━━ SUPPLIED MATERIAL ━━

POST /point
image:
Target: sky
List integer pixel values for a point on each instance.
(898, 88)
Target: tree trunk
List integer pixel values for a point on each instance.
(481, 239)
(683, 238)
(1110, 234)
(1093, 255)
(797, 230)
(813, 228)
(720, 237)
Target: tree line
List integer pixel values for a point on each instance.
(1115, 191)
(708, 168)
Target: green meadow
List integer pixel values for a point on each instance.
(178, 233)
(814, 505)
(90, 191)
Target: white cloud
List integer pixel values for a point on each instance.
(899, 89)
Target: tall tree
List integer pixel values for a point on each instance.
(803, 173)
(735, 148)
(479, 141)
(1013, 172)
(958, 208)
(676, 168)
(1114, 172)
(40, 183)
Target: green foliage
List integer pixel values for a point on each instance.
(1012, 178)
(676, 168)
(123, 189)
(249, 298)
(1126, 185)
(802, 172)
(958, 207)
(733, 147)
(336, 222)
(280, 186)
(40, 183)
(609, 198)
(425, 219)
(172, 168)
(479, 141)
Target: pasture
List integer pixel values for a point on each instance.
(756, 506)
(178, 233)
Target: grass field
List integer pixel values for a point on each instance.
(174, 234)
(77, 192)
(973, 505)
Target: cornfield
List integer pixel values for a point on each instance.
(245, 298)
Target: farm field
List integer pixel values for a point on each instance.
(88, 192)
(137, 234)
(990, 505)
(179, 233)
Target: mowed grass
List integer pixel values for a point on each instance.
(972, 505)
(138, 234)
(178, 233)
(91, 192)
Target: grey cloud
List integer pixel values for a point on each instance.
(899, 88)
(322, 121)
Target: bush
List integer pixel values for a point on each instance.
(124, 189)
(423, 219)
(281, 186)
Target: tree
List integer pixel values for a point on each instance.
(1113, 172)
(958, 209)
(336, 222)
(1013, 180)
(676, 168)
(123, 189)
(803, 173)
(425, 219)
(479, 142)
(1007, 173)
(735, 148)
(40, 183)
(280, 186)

━━━

THE PROBLEM
Lines with the word "tree": copy each one from the data above.

RESPONSE
Target: tree trunk
Target: tree line
Target: tall tree
Target: tree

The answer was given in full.